Activity:
Establish how many lines below contain the string "green". Respond with that number alone.

*** Data to process Section Begins ***

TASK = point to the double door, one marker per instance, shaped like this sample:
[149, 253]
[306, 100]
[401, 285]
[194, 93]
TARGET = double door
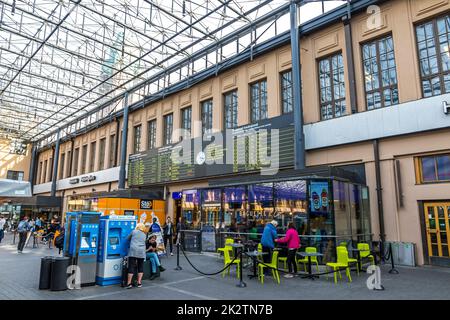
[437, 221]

*** Data to process Section Ends ***
*** Data to process Section Begins ***

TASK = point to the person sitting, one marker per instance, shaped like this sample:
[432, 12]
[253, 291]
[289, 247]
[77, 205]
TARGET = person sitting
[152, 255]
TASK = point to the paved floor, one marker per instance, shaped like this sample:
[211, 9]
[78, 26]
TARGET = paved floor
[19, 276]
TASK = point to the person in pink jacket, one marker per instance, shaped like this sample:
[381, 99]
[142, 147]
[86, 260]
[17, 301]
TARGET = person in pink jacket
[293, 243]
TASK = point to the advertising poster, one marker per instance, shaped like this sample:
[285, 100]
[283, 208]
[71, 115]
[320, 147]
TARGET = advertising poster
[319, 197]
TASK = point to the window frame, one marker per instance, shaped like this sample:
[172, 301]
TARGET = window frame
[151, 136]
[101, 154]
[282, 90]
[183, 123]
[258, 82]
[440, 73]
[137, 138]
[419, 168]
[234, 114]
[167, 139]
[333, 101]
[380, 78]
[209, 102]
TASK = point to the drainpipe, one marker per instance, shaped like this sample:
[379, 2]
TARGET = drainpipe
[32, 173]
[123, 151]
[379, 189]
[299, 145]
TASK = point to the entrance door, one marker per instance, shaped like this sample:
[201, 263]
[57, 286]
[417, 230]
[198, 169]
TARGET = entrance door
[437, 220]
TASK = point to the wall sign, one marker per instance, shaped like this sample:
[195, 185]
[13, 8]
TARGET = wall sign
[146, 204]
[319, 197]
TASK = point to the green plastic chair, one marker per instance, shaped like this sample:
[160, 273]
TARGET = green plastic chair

*** Data to process Section Ends ***

Task output:
2